▸ TASK GOAL
What you give back must match the data exactly, minus the pictures.

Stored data

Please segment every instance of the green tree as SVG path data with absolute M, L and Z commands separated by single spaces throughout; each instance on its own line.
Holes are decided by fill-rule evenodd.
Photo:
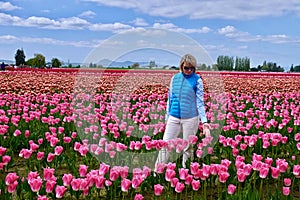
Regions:
M 264 70 L 264 71 L 267 71 L 267 70 L 268 70 L 268 67 L 267 67 L 267 61 L 264 61 L 263 66 L 262 66 L 261 69 Z
M 250 59 L 236 57 L 234 69 L 235 71 L 250 71 Z
M 60 67 L 62 65 L 62 62 L 58 60 L 58 58 L 52 58 L 51 65 L 52 67 Z
M 234 59 L 230 56 L 218 56 L 217 67 L 218 70 L 232 71 L 234 66 Z
M 35 65 L 35 58 L 30 58 L 26 61 L 26 65 L 28 66 L 34 66 Z
M 140 64 L 139 63 L 134 63 L 132 65 L 132 69 L 136 69 L 136 68 L 139 68 Z
M 300 72 L 300 65 L 294 67 L 294 72 Z
M 37 66 L 38 68 L 42 68 L 45 66 L 45 64 L 46 64 L 45 56 L 37 53 L 37 54 L 34 54 L 34 58 L 35 58 L 35 66 Z
M 290 72 L 294 71 L 294 65 L 292 64 L 291 68 L 290 68 Z
M 206 64 L 203 63 L 203 64 L 201 64 L 200 66 L 197 66 L 197 70 L 203 70 L 203 71 L 207 70 Z
M 26 56 L 25 56 L 23 49 L 18 49 L 15 54 L 16 66 L 25 64 L 25 57 Z

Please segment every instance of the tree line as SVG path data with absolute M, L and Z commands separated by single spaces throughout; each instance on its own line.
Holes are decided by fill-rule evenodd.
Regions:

▸ TASK RESPONSE
Please segment every instance of the green tree as SVG path data with absolute M, L and Z commands separated by single spaces throughout; each instance on its own line.
Holes are decided by fill-rule evenodd.
Photo:
Regions:
M 264 70 L 264 71 L 267 71 L 267 70 L 268 70 L 268 67 L 267 67 L 267 61 L 264 61 L 263 66 L 262 66 L 261 69 Z
M 250 59 L 236 57 L 234 69 L 235 71 L 250 71 Z
M 60 67 L 62 65 L 62 62 L 58 60 L 58 58 L 52 58 L 51 65 L 52 67 Z
M 234 59 L 230 56 L 218 56 L 217 67 L 218 70 L 232 71 L 234 66 Z
M 35 65 L 35 58 L 30 58 L 26 61 L 26 65 L 28 66 L 34 66 Z
M 140 64 L 139 63 L 134 63 L 132 65 L 132 69 L 136 69 L 136 68 L 139 68 Z
M 300 72 L 300 65 L 294 67 L 294 72 Z
M 37 66 L 38 68 L 42 68 L 45 66 L 45 64 L 46 64 L 45 56 L 37 53 L 37 54 L 34 54 L 34 58 L 35 58 L 35 66 Z
M 290 72 L 294 71 L 294 65 L 292 64 L 291 68 L 290 68 Z
M 206 64 L 203 63 L 203 64 L 201 64 L 200 66 L 197 66 L 197 70 L 203 70 L 203 71 L 207 70 Z
M 26 56 L 25 56 L 23 49 L 18 49 L 15 54 L 16 66 L 25 64 L 25 57 Z

Please segment every instance of the tree line as SVG path data with absolute M, L and Z commands separated by single spaces throughout; each instance on its own line.
Holes are decided by fill-rule evenodd.
Regions:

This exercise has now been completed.